→ **Directions**:
Give the records again in full, exactly as written.

——

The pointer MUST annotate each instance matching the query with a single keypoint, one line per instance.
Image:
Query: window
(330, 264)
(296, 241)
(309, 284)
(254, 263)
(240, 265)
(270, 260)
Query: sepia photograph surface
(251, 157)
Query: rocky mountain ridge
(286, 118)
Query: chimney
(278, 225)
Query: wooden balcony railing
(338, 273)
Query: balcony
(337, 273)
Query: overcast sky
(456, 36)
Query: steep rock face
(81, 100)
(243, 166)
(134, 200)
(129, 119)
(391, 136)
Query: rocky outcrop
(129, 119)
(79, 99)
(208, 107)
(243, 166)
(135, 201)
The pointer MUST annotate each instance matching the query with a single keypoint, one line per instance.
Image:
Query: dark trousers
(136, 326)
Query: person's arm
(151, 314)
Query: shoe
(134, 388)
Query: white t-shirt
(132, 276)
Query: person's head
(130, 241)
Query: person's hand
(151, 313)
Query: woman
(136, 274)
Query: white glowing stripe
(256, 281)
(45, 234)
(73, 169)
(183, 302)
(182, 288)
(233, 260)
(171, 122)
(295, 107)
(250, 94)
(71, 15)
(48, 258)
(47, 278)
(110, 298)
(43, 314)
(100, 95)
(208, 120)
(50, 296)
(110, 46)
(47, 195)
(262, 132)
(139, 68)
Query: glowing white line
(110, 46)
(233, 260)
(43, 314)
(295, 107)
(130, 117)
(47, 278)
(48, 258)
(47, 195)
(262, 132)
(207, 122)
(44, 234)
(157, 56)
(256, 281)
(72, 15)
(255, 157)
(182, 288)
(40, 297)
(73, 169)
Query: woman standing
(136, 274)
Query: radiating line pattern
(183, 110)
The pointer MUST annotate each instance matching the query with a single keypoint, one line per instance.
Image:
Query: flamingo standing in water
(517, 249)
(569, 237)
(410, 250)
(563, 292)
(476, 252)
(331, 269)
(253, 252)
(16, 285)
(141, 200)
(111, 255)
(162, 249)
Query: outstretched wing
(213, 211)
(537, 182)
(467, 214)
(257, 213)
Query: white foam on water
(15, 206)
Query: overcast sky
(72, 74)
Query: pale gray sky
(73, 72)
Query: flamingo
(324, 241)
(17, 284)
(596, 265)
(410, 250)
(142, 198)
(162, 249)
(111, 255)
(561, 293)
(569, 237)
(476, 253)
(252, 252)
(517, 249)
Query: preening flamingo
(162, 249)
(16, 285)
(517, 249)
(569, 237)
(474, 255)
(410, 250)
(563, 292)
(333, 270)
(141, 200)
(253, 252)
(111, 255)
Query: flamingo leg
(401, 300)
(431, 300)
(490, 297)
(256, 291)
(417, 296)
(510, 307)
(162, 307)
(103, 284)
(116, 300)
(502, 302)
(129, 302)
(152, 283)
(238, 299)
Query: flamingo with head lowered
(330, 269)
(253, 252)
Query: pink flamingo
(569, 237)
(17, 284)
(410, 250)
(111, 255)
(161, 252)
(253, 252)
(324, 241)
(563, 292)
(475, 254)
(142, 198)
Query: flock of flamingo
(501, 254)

——

→ **Output**:
The pointer MUST annotate each instance matching the query with a single keypoint, one line per instance.
Image:
Query: window
(330, 264)
(296, 241)
(309, 284)
(254, 263)
(240, 265)
(270, 260)
Query: sepia photograph surface
(251, 157)
Query: rocky mountain ridge
(286, 118)
Query: chimney
(278, 225)
Query: wooden balcony railing
(338, 273)
Query: balcony
(337, 273)
Query: overcast sky
(456, 36)
Query: steep rock face
(81, 100)
(243, 166)
(134, 200)
(129, 119)
(391, 136)
Query: rocky outcrop
(129, 119)
(79, 99)
(208, 107)
(243, 166)
(135, 201)
The pointer MUST annotate each instance matching the query with a single keypoint, one line per instance.
Image:
Query: dark trousers
(136, 326)
Query: person's arm
(151, 314)
Query: shoe
(134, 388)
Query: white t-shirt
(132, 276)
Query: person's head
(130, 241)
Query: person's hand
(151, 313)
Query: woman
(136, 274)
Query: white glowing stripe
(256, 281)
(45, 234)
(73, 169)
(183, 302)
(182, 288)
(233, 260)
(171, 122)
(295, 107)
(250, 94)
(71, 15)
(48, 258)
(47, 278)
(110, 298)
(43, 314)
(100, 95)
(208, 120)
(50, 296)
(110, 46)
(47, 195)
(262, 132)
(139, 68)
Query: glowing white line
(110, 46)
(233, 260)
(43, 314)
(295, 107)
(130, 117)
(47, 278)
(48, 258)
(47, 195)
(262, 132)
(207, 122)
(44, 234)
(157, 56)
(256, 281)
(72, 15)
(255, 157)
(182, 288)
(40, 297)
(73, 169)
Query: woman standing
(136, 274)
Query: radiating line pattern
(183, 110)
The pointer MUST annotate each instance matching the query with a single keypoint, one line per instance.
Image:
Query: flamingo standing in water
(517, 249)
(569, 237)
(410, 250)
(563, 292)
(476, 252)
(331, 269)
(253, 252)
(16, 285)
(141, 200)
(111, 255)
(162, 249)
Query: outstretched wing
(213, 211)
(537, 182)
(467, 214)
(257, 213)
Query: white foam on water
(15, 206)
Query: overcast sky
(72, 74)
Query: pale gray sky
(73, 72)
Query: flamingo
(324, 241)
(17, 284)
(596, 265)
(410, 250)
(142, 198)
(162, 249)
(111, 255)
(561, 293)
(569, 237)
(476, 253)
(252, 252)
(517, 249)
Query: preening flamingo
(162, 249)
(16, 285)
(517, 249)
(569, 237)
(474, 255)
(410, 250)
(563, 292)
(333, 270)
(141, 200)
(253, 252)
(111, 255)
Query: flamingo leg
(401, 300)
(431, 300)
(490, 297)
(256, 291)
(417, 296)
(510, 307)
(162, 307)
(103, 284)
(116, 300)
(502, 302)
(129, 302)
(152, 283)
(238, 299)
Query: flamingo with head lowered
(330, 269)
(253, 252)
Query: pink flamingo
(569, 237)
(17, 284)
(410, 250)
(111, 255)
(161, 252)
(253, 252)
(324, 241)
(563, 292)
(475, 254)
(142, 198)
Query: flock of flamingo
(501, 254)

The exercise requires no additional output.